* [PROBLEMS AND TASKS]:
• 1. What resolution does the printing basics guide recommend for images in small format jobs such as brochures or booklets?
• 2. Copy the printing basics guide word for word, from "Using Photoshop to" up to and including "at 300 PPI.".

* [EXCERPT]:
------------------------------------

Printing Basics

 

 

Image Resolution

Pixel Basics

Pixels are the building blocks of an image. Every digital image, whether it is a graphic or a photograph, is made up of thousands or even millions of individual pixels. The more pixels contained within an image results in greater detail and quality.

The number of pixels makes a huge difference in quality!

PPI Comparison

 

Image Resolution for Your Print Job

It is important to note that a low-resolution image cannot be made into a high-resolution image. There is no way to add pixels to improve the quality of an image, so when working with images, the higher the quality the better – especially if you are in doubt.

The most important element to consider when printing your image, or images, is how large you can print an image while still maintaining quality and detail. PPI (pixels per inch) refers to the pixels contained in a digital image. DPI (dots per inch) refers to the number/density of ink dots printed by a press.

SMALL FORMAT: For small format jobs such as brochures or booklets, it is recommended that images for print be saved at 300ppi, as this will help achieve a high-quality print. To calculate the desired file size, multiply the final printed size of the image in inches x 300. For example, if an image is 4” x 6″ on the printed page, 4×300 by 6×300 = 1200 x 1800 resolution.

LARGE FORMAT: Large format jobs, such as banners and signs have a little more flexibility when it comes to resolution, so line images that are 200ppi will work for large format. For photographic images on canvas, 100ppi is considered adequate.

Using Photoshop to See Image Size

Graphic-editing software such as Photoshop will almost always measure an image’s resolution via pixel dimension. To see what your image dimension is, go to Image > Image Size.

DPI in Photoshop

 

This image can be printed up to about 8.5 X 6.5″ at 300 PPI.

 

Borders on Artwork

Considering bleeds and borders, first start designing with a minimum safety margin of .125″. If you add a border to your artwork, however, it is essential that your safety margin instead be .25″ to maintain border consistency on all sides. Border thickness is important because if it is too thin, the border may look uneven after cutting, but the thicker the border, the better the results. Cutting tolerance is .0625″. For smaller pieces, the shift in cutting tolerance will be more likely and more noticeable.

What is a Bleed?

A bleed is printing that goes beyond the edge of the sheet after trimming. It is part of the background that will be trimmed off after the file is printed and cut down to the finished size. As such, the bleed is an area where the document image is extended from one side of the paper to another without critical information in it. If a bleed is not included in the document set up, there is a good chance that there will be a gap between the edge of the printed area and the cut line. This happens because there is a tolerance when cutting the printed piece.

Bleed Size

It’s pretty easy to set up bleeds in the major design programs. Bleeds of 1/8” are required on anything small like business cards, flyers, brochures, sell sheets, newsletters, or booklets. For larger items such as signs, posters, and tradeshow graphics, bleeds of 1/4″ are needed.

Important Page Setup Information

Help Center General Bleed

Bleeds and Crop Marks

Crop marks need to be included on all four corners of the document. The bleed on this 8.5 x 11″ document is .125″. The edge of the document is shown with the pink outline (please do not include this in actual file). There is a safety margin shown in blue. It is .125″ from the edge of the document. It is important that there is no information outside the safety margin.

------------------------------------

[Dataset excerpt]
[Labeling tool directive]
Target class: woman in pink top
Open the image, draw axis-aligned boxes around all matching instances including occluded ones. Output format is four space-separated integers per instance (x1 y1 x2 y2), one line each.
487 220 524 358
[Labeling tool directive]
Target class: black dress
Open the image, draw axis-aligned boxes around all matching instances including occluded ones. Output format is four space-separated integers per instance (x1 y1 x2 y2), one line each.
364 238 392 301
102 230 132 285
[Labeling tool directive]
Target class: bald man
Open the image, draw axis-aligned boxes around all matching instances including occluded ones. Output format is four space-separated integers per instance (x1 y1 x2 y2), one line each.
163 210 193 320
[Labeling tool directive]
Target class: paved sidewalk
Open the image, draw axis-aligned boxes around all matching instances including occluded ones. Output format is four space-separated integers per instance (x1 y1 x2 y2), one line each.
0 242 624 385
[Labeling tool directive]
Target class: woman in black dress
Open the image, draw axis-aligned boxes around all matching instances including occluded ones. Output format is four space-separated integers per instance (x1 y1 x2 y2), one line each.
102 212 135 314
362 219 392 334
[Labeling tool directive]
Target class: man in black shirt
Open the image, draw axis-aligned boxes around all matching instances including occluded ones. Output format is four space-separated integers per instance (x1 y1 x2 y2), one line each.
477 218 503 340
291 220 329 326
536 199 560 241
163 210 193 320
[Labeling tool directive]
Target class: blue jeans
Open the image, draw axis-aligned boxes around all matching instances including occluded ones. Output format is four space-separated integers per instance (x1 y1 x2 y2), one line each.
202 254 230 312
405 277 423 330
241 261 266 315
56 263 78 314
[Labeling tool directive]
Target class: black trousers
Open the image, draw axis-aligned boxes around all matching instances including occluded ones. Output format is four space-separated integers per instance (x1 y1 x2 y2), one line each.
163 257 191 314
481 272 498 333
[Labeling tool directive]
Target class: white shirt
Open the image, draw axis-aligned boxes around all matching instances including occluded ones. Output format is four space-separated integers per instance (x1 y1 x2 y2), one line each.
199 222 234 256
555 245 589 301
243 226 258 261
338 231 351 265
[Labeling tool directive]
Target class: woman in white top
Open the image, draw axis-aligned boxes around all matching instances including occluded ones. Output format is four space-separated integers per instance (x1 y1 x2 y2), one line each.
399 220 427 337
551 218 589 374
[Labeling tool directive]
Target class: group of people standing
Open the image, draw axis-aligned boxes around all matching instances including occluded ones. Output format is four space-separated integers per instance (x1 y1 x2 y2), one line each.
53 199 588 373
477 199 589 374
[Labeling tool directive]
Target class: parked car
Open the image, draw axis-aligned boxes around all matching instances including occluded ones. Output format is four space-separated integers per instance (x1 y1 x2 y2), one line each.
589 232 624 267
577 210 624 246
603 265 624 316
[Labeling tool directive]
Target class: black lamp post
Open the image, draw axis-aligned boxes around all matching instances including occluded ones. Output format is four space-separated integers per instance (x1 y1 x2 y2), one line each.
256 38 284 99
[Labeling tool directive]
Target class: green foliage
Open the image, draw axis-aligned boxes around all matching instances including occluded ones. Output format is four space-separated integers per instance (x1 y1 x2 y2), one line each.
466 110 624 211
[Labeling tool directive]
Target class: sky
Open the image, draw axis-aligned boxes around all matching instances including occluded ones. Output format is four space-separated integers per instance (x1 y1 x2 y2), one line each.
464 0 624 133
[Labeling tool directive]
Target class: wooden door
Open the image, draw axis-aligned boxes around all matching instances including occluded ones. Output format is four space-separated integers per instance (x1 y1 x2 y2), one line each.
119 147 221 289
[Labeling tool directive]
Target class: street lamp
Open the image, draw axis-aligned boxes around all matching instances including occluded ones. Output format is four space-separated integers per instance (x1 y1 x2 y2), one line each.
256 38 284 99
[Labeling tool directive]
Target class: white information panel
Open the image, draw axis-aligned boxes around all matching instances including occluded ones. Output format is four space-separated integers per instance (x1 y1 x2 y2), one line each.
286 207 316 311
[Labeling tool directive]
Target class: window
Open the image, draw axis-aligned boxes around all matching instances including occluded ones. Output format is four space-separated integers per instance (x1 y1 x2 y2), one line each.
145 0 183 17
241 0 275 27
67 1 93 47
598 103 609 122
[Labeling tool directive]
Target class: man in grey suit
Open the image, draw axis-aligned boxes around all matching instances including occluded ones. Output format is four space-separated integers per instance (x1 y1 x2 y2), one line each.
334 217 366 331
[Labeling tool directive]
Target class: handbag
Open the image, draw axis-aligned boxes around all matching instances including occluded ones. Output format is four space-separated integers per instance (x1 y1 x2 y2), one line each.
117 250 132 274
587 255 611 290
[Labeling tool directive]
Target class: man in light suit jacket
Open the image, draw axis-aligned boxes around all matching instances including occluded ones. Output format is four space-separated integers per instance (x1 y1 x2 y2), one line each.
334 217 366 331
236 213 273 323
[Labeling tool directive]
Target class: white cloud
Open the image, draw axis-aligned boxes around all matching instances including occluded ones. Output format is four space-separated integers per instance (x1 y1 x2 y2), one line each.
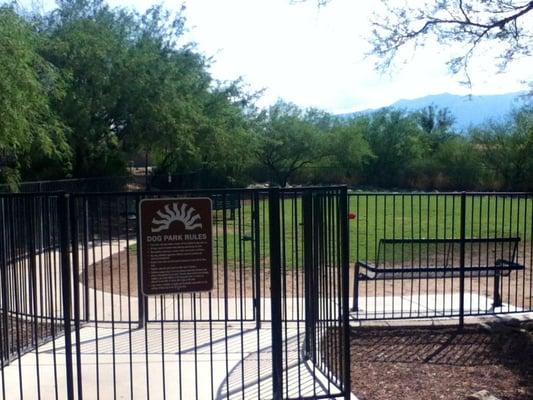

------------------------------------

* [ANSWERS BELOW]:
• 1. 300ppi

• 2.
Using Photoshop to See Image Size

Graphic-editing software such as Photoshop will almost always measure an image’s resolution via pixel dimension. To see what your image dimension is, go to Image > Image Size.

DPI in Photoshop

 

This image can be printed up to about 8.5 X 6.5″ at 300 PPI.